Information given Start Marker

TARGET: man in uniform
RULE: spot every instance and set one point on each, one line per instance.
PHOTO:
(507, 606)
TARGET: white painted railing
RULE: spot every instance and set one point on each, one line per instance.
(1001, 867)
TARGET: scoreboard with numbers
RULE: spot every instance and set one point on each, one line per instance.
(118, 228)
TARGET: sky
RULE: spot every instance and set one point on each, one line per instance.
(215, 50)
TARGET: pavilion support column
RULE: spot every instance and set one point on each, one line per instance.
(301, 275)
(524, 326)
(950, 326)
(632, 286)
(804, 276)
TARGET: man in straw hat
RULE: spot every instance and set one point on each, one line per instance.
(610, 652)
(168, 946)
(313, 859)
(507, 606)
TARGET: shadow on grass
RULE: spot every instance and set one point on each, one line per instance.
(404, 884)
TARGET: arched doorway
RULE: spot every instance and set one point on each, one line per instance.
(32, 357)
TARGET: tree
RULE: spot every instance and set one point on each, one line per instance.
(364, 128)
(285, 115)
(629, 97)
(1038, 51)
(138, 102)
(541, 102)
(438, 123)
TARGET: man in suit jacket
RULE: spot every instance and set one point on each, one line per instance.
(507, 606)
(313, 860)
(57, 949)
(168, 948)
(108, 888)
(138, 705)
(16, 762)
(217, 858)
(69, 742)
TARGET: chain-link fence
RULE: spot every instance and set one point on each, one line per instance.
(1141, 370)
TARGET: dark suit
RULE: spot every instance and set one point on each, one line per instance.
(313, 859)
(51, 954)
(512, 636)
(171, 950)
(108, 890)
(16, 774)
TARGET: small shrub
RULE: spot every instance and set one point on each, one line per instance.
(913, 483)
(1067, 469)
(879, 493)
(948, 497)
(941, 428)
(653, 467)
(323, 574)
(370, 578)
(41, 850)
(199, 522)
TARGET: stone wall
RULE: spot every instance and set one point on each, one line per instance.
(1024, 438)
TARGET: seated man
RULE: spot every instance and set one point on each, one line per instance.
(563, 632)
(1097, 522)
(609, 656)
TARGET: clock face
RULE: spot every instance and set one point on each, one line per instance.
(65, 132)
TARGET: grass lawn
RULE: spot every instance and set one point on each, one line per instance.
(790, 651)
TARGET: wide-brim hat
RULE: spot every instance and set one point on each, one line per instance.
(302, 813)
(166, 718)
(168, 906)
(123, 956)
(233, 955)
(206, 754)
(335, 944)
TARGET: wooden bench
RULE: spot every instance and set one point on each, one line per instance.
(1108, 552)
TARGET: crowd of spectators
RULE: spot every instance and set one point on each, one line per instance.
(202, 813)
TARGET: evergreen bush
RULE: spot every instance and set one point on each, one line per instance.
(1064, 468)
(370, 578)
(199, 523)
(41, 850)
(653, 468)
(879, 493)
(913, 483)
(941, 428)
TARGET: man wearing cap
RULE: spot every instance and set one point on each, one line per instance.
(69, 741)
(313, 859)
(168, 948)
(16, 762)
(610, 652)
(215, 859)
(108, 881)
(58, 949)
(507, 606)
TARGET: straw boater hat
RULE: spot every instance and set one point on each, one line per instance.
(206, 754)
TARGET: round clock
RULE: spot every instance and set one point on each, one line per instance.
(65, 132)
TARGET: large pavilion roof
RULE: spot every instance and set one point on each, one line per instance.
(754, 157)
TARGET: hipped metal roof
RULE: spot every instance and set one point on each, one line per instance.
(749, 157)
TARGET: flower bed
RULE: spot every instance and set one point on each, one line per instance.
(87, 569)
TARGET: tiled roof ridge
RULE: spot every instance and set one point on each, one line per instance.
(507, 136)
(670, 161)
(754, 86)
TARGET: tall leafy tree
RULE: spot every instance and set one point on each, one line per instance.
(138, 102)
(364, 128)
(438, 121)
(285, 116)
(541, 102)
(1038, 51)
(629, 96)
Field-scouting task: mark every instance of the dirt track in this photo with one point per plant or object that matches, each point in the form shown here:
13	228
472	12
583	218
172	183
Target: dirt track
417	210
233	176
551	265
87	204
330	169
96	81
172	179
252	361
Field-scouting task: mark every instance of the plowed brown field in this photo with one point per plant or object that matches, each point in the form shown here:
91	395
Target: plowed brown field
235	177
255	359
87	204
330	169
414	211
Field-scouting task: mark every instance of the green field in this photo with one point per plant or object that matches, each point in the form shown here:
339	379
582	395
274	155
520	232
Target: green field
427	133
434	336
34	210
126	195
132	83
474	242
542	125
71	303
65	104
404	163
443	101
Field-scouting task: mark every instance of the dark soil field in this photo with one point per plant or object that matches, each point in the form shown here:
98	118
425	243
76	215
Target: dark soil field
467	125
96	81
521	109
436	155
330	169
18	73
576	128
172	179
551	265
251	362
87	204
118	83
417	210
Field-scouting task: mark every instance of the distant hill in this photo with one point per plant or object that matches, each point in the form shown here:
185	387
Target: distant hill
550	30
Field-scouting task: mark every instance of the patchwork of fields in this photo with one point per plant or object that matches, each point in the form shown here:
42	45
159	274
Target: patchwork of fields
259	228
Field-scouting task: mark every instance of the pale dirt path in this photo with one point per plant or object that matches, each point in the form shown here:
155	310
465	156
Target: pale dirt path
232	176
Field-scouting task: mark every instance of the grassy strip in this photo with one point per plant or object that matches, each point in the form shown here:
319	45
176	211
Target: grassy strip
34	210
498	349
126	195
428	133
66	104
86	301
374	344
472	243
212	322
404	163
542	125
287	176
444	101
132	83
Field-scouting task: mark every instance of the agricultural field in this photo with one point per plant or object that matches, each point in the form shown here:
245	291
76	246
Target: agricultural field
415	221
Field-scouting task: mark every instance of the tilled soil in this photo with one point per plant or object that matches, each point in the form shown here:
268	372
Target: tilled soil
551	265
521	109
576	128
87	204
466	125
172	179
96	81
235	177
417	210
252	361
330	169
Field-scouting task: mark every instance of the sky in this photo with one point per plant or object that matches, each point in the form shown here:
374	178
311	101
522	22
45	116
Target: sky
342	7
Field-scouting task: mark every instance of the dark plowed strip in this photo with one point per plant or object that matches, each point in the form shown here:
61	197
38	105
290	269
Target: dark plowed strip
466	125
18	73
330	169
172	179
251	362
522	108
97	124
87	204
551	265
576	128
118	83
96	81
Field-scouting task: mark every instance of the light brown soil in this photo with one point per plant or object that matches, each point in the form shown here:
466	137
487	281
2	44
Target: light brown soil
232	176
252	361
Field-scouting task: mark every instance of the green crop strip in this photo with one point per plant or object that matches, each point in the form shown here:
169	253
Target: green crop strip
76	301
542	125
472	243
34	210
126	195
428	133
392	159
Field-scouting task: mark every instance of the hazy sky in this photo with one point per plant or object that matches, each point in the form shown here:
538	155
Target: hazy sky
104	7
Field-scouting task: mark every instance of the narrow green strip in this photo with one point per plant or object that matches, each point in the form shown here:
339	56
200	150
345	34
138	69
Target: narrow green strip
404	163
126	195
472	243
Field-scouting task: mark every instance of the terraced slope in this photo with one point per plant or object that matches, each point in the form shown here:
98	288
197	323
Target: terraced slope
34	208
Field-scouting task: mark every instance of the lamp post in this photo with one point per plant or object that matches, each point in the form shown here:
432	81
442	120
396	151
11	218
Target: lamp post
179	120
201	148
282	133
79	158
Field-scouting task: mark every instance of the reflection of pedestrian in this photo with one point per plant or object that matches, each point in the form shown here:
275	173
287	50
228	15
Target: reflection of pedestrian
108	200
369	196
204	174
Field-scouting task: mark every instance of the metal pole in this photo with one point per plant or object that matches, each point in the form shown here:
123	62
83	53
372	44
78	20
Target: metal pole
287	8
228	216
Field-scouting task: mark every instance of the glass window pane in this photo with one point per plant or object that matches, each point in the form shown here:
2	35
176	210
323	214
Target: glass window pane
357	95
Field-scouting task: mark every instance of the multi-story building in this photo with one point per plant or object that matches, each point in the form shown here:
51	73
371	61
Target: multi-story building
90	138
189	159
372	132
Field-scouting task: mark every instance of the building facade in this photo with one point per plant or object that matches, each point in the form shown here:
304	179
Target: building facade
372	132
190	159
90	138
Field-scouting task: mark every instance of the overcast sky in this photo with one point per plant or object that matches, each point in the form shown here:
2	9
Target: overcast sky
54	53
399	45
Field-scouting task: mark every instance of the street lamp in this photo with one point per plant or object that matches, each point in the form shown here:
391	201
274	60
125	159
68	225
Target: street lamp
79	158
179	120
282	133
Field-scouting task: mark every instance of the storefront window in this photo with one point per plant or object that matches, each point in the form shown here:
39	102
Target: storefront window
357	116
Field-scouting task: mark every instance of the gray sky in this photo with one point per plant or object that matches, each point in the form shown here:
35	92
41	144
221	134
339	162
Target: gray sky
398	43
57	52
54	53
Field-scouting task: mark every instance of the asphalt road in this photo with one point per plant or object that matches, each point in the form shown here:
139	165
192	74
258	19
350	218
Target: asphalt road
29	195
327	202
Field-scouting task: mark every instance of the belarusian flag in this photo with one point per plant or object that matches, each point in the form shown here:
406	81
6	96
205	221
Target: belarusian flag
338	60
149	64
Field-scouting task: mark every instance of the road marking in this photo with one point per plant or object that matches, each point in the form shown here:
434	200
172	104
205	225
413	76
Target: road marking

Information given End Marker

» **What is being asked**
Both the first line of the records above and the line containing "TARGET: small shrub" are to be transcribed exactly, together with every line between them, and nothing else.

» **Output of the task**
TARGET: man in uniform
RULE: spot every instance and set one point on each, one line per instance.
PHOTO:
(507, 606)
TARGET: white painted railing
RULE: spot every instance and set one point on each, one line per instance.
(1001, 867)
TARGET: scoreboard with numbers
RULE: spot every instance and set one point on each, one line per instance.
(118, 228)
TARGET: sky
RULE: spot every instance and set one point on each, one line per instance.
(215, 50)
TARGET: pavilion support column
RULE: spot every instance and set one point on each, one line per instance.
(301, 275)
(524, 326)
(950, 326)
(632, 286)
(804, 276)
TARGET: man in straw hat
RULE: spot every instance and set one point on each, one line per instance.
(610, 652)
(168, 946)
(313, 859)
(507, 606)
TARGET: shadow on grass
RULE: spot every instance and set one point on each, one line per instance.
(404, 884)
TARGET: arched doorway
RULE: spot every instance and set one point on each, one line per instance.
(32, 357)
TARGET: tree
RULE: spot every instance and set one point on each, one line per instance.
(364, 128)
(285, 115)
(629, 97)
(1038, 51)
(138, 102)
(541, 102)
(438, 123)
TARGET: man in suit jacket
RULE: spot every instance and set one point on each, one line per instance.
(507, 606)
(313, 860)
(57, 949)
(168, 948)
(108, 888)
(138, 705)
(16, 762)
(217, 858)
(69, 742)
TARGET: chain-link fence
RULE: spot every instance and set one point on each, one line per instance.
(1141, 370)
TARGET: dark suit
RULE: spot every instance and set one point on each, one line per instance.
(313, 859)
(51, 954)
(512, 636)
(171, 950)
(108, 890)
(16, 774)
TARGET: small shrub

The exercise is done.